§ **Textauszug**:
# taz.de -- Angela Merkel unterbricht Interview: Die Kanzlerin-Schwalbe
       
       > Bundeskanzlerin Merkel soll wegen „Unwohlsein“ ein Interview abgebrochen
       > haben. Das nimmt der deutschen „Iron Lady“ niemand ab. Alles nur Taktik?
       
 (IMG) Bild: Leerer Bauch regiert nicht gern.
       
       Marmor, Stein und Eisen bricht, aber unsere Merkel nicht. Maggie Thatcher,
       die „Iron Lady“, war (wie nicht zuletzt ihr sang- und klangloses Abnippeln,
       ohne dem Teufel wenigstens noch eine blutige Schramme mitzugeben, beweist)
       im Vergleich bloß eine quengelnde Pussy. Das dachte man zumindest bis zu
       diesem Montagabend, an dem die Bundeskanzlerin in Köln auf einmal einen
       Schwächeanfall erlitt, „als die Fernsehsender ARD und ZDF sie befragten“,
       wie die Hannoversche Allgemeine Zeitung zu berichten weiß.
       
       Wer das deutsche Fernsehen kennt, ahnt bereits, dass sie wohl kaum vor
       Aufregung über die Fragestellung in Ohnmacht gefallen sein dürfte, sondern
       eher vor Langeweile in einen halbkomatösen Schlafzustand geglitten sein
       muss. Andere Medien berichten auch von einem „Unwohlsein“. Wer genug
       Synonyme kennt, braucht keine Freunde.

Datensätze aus einer Datensammlung
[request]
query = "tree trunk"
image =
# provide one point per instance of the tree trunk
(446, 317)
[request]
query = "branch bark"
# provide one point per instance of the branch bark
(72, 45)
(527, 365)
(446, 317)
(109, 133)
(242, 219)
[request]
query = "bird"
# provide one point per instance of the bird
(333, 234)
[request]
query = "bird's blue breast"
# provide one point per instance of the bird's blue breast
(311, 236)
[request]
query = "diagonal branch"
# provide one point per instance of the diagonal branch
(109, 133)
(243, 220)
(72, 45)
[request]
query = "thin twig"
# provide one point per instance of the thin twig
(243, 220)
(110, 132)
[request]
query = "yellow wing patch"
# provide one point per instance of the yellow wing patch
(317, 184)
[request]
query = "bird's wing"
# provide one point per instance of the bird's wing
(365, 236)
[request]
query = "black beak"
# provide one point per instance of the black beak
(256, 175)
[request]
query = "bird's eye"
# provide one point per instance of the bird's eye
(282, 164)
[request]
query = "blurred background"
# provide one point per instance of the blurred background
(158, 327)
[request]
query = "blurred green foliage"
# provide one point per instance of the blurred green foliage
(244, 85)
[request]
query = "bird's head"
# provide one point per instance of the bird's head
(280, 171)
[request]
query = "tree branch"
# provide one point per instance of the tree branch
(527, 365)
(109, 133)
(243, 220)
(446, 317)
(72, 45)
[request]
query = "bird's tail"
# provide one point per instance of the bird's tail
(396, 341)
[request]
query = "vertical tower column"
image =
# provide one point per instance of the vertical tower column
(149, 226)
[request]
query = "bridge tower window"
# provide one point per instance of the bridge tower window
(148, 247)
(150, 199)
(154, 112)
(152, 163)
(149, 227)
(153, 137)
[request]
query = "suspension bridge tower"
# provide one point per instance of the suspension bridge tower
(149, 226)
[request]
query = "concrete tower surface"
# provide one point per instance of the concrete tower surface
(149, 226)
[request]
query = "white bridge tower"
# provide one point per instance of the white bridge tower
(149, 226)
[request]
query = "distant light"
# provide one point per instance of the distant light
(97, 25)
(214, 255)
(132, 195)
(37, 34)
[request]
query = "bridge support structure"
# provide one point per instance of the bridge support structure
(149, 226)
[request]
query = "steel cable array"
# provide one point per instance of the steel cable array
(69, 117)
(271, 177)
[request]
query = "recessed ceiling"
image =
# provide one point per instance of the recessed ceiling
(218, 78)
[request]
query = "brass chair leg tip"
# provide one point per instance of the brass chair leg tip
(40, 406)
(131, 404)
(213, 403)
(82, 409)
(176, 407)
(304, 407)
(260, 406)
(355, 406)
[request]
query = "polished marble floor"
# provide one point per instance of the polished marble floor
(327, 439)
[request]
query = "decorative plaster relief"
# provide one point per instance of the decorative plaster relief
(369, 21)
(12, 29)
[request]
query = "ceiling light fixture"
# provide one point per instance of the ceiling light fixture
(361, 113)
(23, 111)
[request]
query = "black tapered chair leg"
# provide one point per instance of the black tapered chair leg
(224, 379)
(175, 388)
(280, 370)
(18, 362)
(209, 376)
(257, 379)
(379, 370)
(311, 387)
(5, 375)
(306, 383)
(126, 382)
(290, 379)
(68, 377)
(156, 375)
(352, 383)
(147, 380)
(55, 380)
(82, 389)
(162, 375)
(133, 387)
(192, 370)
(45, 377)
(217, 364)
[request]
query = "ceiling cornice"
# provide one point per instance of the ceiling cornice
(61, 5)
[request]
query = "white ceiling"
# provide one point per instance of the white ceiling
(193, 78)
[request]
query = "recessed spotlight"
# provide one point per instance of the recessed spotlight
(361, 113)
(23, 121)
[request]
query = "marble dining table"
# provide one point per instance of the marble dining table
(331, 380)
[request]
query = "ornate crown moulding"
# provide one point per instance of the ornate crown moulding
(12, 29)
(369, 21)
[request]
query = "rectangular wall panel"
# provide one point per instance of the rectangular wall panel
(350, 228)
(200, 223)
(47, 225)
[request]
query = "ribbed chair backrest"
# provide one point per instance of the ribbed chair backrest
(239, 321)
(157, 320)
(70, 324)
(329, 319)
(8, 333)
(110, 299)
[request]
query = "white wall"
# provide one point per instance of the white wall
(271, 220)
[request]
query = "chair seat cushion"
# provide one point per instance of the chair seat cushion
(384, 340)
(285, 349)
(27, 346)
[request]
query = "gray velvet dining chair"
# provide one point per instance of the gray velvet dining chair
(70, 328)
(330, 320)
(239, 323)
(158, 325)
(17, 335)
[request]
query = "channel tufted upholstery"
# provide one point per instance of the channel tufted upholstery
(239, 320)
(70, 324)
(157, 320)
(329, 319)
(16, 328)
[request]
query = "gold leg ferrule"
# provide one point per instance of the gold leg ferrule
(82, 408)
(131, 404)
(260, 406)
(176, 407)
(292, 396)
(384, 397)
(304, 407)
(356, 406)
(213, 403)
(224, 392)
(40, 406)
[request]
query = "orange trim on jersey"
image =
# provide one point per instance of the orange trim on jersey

§ **Kurze Aufgabe 1**: Übersetzen Sie den Satz „Wer genug Synonyme kennt, braucht keine Freunde.“ aus dem Textauszug ins Englische.
§ **Kurze Aufgabe 2**: Geben Sie den Textauszug von „# taz.de -- Angela“ bis einschließlich „Schramme mitzugeben, beweist)“ wortgetreu wieder.

§ **Antwort 1**: Anyone who knows enough synonyms needs no friends.

§ **Antwort 2**:
# taz.de -- Angela Merkel unterbricht Interview: Die Kanzlerin-Schwalbe
       
       > Bundeskanzlerin Merkel soll wegen „Unwohlsein“ ein Interview abgebrochen
       > haben. Das nimmt der deutschen „Iron Lady“ niemand ab. Alles nur Taktik?
       
 (IMG) Bild: Leerer Bauch regiert nicht gern.
       
       Marmor, Stein und Eisen bricht, aber unsere Merkel nicht. Maggie Thatcher,
       die „Iron Lady“, war (wie nicht zuletzt ihr sang- und klangloses Abnippeln,
       ohne dem Teufel wenigstens noch eine blutige Schramme mitzugeben, beweist)